Directions:
Answer these from the review of Zabriskie Point below:
(a) Toward which city is Daria driving, and whom is she going to meet?
(b) Which band wrote the original music on the soundtrack?
(c) Who wrote the 1970 Sight and Sound review that the BFI used as the programme note?

Extract:

+ + + +

The tone changes sharply with a confrontation in which the police tear-gas students and shoot one of them.  A police officer too is shot and killed:  Antonioni’s editing leaves it intentionally unclear whether Mark – who, after being released from custody, bought a gun from an LA shop – is responsible for this death.  At any rate, he now feels he has to Get Away.  He goes to a municipal airport, steals a small aircraft and flies off to Death Valley, the desert beyond the city.  It’s there that Mark meets up with Daria (Daria Halprin), who has been introduced in a parallel narrative.  She’s driving across the desert in the direction of Phoenix, Arizona to meet her boss, the property developer Lee Allen (Rod Taylor).  Mark catches sight of Daria while she’s standing outside her car.  Once she resumes her journey, his plane repeatedly buzzes her vehicle.  After Daria gets out and lies face down in the sand, Mark flies the plane just a few feet above her body.

Although it naturally recalls Cary Grant and the crop-duster in North by Northwest, the buzzing plane is the most rhythmical and dynamic sequence during the first fifty minutes of Zabriskie Point.   Not long afterwards, I walked out of NFT1, for two main reasons.  First, because once Mark and Daria are together in the desert, Antonioni seemed to have already reached his destination.  Images of Los Angeles early on – especially a view out of the office windows of Lee Allen (LA, geddit?) high in a skyscraper – reflect an outsider’s fascination with modern American cityscape, and the fascination is briefly infectious.  In contrast, Death Valley is, on a massive scale, echt Antonioni country.   He regularly ends up in physical and spiritual terrain like this.   Second, Zabriskie Point is, in major respects, feeble.  I admit I went to see it at BFI because I was curious as to why this work of a supposed master had flopped critically as well as commercially on its original release.  It served me right that my curiosity was satisfied quite soon.

The opening credits introduce the film as ‘Michelangelo Antonioni’s Zabriskie Point’, followed by ‘with’ Mark Frechette and Daria Halprin.  Even allowing that both were virtual unknowns, the ‘with’ downgrades the importance of the two main actors to an unusual degree.  (Also unusual, and perhaps another indication of where priorities lie, is that the opening credits cover in detail the music on the soundtrack, not only the original music by Pink Floyd but also numbers by the likes of the Grateful Dead and the Rolling Stones.)   Once you’ve been watching Frechette and Halprin for a while, though, you can understand why the credits considered them subsidiary.  They may be lovely to look at but they can’t act.

While Antonioni’s abiding interest in alienation means it’s possible that the principals’ inexpressive faces and voices are being used to illustrate lack of affect, I doubt it.  Even in Zabriskie Point‘s opening sequence, the flow of supposedly heated debate is repeatedly interrupted by wooden line readings from other young performers in the cast.   In an early scene, Lee Allen (played by a proper actor who, like G D Spradlin as Allen’s business associate, thereby seems almost incongruous) appraises a promotional piece for a planned resort-like development in the desert.  The human figures in this commercial are mannequins.  The sequence makes its point but would do so more strongly if the mannequins were noticeably less animated than the actual people on the screen.   Once Mark Frechette and Daria Halprin got together, I couldn’t face watching them try and fail to interact.

The BFI used as the programme note a 1970 Sight and Sound review by Julian Jebb, one of the minority of favourable reviews the film received at the time.  Jebb concludes by describing it as ‘poetry … I suspect it will prove revolutionary in the history of the cinema’.  It’s a relief to know that his suspicions were unfounded. The only compunction I felt about parting company with Zabriskie Point was that, as I removed my jacket from the back of my seat in NFT1 when I got up to go, I disturbed the snooze of my immediate neighbour, a youngish woman who seemed to have dropped off a while before.  I hope she got back to sleep again soon.

+ + + +

Supplied information:
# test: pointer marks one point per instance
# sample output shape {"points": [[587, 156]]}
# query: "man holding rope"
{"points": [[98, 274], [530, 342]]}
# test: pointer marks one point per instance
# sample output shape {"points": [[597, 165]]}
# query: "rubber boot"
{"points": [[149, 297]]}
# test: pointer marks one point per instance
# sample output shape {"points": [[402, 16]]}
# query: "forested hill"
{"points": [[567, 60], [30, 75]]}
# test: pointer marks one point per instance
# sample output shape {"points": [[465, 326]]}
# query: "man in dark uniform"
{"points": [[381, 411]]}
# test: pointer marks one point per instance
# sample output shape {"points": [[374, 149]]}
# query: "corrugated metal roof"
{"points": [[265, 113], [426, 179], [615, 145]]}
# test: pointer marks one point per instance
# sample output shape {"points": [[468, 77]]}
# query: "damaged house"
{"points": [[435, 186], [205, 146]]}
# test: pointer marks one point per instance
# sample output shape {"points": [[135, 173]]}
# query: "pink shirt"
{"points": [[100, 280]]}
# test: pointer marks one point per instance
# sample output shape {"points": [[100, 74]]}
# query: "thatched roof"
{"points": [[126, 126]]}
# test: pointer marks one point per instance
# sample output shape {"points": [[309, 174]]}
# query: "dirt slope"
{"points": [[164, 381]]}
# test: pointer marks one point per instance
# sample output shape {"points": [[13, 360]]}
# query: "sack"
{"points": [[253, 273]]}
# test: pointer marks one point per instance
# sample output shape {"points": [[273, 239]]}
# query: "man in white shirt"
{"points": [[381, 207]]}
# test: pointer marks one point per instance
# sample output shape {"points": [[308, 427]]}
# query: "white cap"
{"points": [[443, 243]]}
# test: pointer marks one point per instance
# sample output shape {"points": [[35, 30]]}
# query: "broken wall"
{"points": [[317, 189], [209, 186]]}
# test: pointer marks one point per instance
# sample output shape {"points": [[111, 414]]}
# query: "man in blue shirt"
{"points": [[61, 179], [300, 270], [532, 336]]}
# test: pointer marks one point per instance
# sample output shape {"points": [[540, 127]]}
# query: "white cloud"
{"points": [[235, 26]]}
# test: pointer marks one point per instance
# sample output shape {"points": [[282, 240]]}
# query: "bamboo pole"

+ + + +

Reply to the exercise:
(a) Phoenix, Arizona, to meet her boss, the property developer Lee Allen.
(b) Pink Floyd.
(c) Julian Jebb.